WRITTEN TASK:
Can you convert every line of the records below into a JSON list of strings, one string per line, with blank lines dropped and the pictures omitted?
═══ INFORMATION PROVIDED
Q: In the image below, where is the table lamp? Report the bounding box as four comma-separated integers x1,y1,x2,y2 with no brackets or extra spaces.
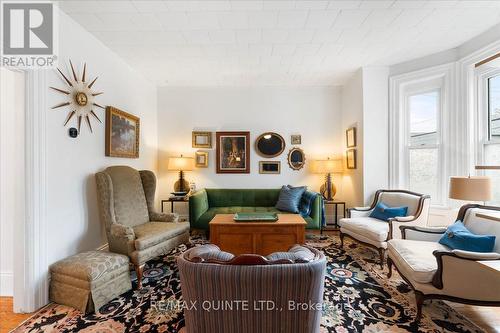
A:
312,158,343,201
449,176,491,202
168,155,194,194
══════
SOLUTION TO THE PROBLEM:
[
  "Q: In the image below, where is the table lamp? Report the bounding box as four comma-separated integers x1,y1,x2,y2 with no brackets or extra spaces.",
  "A:",
  "312,158,343,201",
  "449,176,491,202",
  "168,155,194,194"
]